TO BE DONE
Reproduce the listing below character for character; drop every image.

Raw records
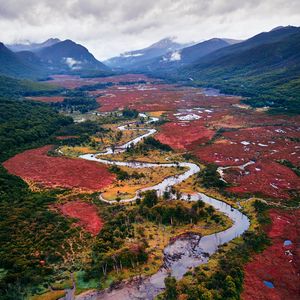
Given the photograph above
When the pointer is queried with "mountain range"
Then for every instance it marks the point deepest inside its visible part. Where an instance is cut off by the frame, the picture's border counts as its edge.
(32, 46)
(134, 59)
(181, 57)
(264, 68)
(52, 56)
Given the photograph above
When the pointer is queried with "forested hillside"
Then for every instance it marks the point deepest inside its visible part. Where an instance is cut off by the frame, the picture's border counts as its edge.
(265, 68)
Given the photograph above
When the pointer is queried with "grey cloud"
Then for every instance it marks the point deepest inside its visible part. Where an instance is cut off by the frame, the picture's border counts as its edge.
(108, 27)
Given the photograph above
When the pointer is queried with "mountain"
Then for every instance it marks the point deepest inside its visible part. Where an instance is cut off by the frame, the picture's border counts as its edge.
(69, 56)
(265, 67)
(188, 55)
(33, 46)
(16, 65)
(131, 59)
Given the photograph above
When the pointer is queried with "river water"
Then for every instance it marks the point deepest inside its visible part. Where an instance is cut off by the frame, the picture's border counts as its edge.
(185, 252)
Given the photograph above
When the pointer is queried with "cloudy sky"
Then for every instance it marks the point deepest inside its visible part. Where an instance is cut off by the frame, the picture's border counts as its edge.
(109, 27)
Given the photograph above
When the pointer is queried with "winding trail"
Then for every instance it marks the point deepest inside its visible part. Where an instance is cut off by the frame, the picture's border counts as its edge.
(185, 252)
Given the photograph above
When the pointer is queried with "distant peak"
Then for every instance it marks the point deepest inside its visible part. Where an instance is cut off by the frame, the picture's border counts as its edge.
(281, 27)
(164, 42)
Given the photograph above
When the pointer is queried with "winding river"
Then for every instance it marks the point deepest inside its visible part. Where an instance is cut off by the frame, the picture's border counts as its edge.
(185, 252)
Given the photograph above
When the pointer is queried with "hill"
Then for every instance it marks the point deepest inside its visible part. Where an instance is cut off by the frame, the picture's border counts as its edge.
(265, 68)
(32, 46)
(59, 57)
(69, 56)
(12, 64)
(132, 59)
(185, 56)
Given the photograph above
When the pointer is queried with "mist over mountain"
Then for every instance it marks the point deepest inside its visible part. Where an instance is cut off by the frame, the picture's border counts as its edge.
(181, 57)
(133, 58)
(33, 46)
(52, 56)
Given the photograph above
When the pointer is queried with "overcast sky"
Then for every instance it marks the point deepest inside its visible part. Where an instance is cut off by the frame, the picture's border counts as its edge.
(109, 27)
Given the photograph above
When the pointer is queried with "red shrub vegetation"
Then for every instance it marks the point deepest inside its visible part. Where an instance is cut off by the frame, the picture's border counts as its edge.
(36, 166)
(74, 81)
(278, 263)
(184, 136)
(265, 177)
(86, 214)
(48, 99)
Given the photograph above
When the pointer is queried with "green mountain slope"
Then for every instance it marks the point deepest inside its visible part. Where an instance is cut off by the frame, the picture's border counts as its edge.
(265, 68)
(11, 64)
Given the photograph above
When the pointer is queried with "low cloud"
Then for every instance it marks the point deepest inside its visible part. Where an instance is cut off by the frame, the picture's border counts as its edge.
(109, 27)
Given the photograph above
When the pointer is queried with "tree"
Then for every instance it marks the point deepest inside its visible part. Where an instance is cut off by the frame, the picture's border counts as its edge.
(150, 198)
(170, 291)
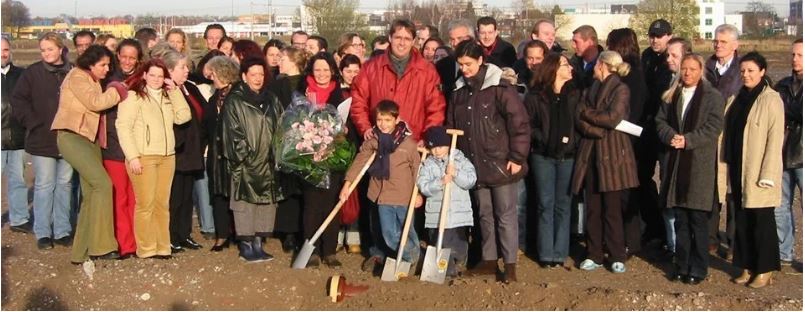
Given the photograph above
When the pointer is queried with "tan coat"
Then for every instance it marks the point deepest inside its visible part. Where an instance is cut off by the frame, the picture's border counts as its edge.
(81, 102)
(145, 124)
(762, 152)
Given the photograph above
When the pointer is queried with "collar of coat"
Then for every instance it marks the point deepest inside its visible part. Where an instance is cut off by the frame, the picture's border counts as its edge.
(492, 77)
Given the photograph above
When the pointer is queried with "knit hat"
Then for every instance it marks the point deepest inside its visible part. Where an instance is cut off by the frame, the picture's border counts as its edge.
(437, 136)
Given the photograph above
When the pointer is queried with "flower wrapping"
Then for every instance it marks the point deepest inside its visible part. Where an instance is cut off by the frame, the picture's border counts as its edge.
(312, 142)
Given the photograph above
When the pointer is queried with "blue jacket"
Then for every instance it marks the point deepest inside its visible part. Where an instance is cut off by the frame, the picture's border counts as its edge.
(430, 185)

THE OUTPUT
Given the photograph above
When the pointer is queried with "mountain range"
Then for every instance it marks the point deepest inside its visible part. Where an instance is cut off by the frame, the picture's border counts as its edge.
(32, 46)
(134, 59)
(181, 57)
(264, 68)
(52, 56)
Given the photograph above
When the pointer is queried with "forested hillside"
Then for every instance it marks the point deepest inside its visible part. Where an instance is cut off by the frame, the picture's border counts as its edge.
(265, 68)
Given the photograph above
When the pointer is queried with "grey cloud"
Then for every instance it marks the point deepest inside its visible part. Where an instance is cut off by the frame, the picture's border counts as its edge.
(108, 27)
Given the photograph above
When the pointer is queried with "mountain"
Then for every instance it marks the point deepest inside its visible part. Where an instance is cut off by the frame, the picture's border counts as its edge.
(69, 56)
(265, 67)
(188, 55)
(33, 46)
(16, 65)
(131, 59)
Given the photograph above
When the pointer is queried with "river water"
Then for every instance it marks the point deepest inside its visible part. Where an instance is cut off by the frame, the picture's border counts as its edge.
(185, 252)
Given the photograph above
When the pointer is queried with "cloudy sky"
Then for every instance it marks the point deepest inside its visible part. Where an instance is cut off by the frame, the picture's border counts as its edge.
(109, 27)
Given the photograph above
When the pointer is queried with "winding trail"
Then for every instance it marks the point deepest inside its visible part. Where an instance is cut off by the frame, the picture's border counts as its edge.
(185, 252)
Given the photograph above
When the pointer is queried with "distant peak"
Then for every instance it marks the point deepest inside its visible part. Where an instance is cut off by the frame, the picture's border counts as its edge.
(281, 27)
(164, 42)
Given the photograph above
When the pointer is queried with "winding river"
Then for every instance it marks the point deepest inside its visible part. Where an instance is cut off by the frame, the picture's border counts as its edge.
(185, 252)
Given the photograph above
When the pointer is queried with "hill"
Then for every instance it marks the point deepest inside its visible part. Where an instance is cut off by the frame, the picture's border counts as its edge.
(265, 68)
(32, 46)
(59, 57)
(69, 56)
(12, 64)
(132, 59)
(185, 56)
Given the photograph above
When the pointer is queried with "mist over mountain"
Then for every instance it marks the point deepest inside its visible part. Where an instance is cut off by the frame, the picture's border counts as its edge.
(181, 57)
(133, 58)
(33, 46)
(52, 56)
Given the photograph above
When the pointer is queried with "overcast sky"
Then for every instance it marks the point deepest inside its visible part. Where an instance is cut off by the frame, the picture's border counts as its edge.
(109, 27)
Given the photograph above
When the pointer is queried with "red shrub vegetation"
Then for every instance it marks the point deepest inside its visible part. Where an instance is cut off by the frame, the picture's border counts as its edge.
(36, 166)
(74, 81)
(278, 263)
(184, 136)
(265, 177)
(86, 214)
(48, 99)
Given the photograph above
When the pointer is queried with "green mountain slope"
Then for every instance it marks the point deepest inside its visible part. Where an instance is cut off by the frame, the picture's border counts as its edge.
(265, 68)
(11, 64)
Given the photograph above
When the pointer is queried with "low cloud"
Then for every instance it marks the point deepest inside its visible part. Where an instance is cut off by the frame, the picture's border counts as its edge.
(109, 27)
Given the photograph above
When the pointer is queried with "tree"
Then for every instance it marks the point deepest inside its visible part. Where an instance is cut off by the frame, the picture's border counts as its edge.
(150, 198)
(170, 291)
Given the photograph above
When the pointer is queried with "tan coat"
Then for every instance it marks the point deepest inside its visible part. Where an instance is cut off by the frame, the picture's border counts as its edge.
(81, 102)
(145, 124)
(762, 152)
Given the photograph above
When the pointer is queried with "collar of coat"
Then for every instance it marks the point deepest inside its visible part. Where an instance is cut off by the frame, the picture's border counts as its edge.
(492, 77)
Given the photograph above
When the pointer is queried with "knit hat"
Then for every instance it marks the point deepest inside its visible part. Where an instance is cut off by the frame, the picture's border counts as its edge.
(437, 136)
Given the photograph above
When the pointer is queried with "flower wrapping"
Then for every instance it marks the point deepest inside its visible part. Where an instance is cut off by the frame, the picture's border counts as its edge.
(312, 142)
Given the photograph above
When the pointer is queried with "blue jacket"
Then for every instance it marks the point deepest inside its visible part. Where an instance is cut off by the frame, the picture's border counts as its edge.
(430, 185)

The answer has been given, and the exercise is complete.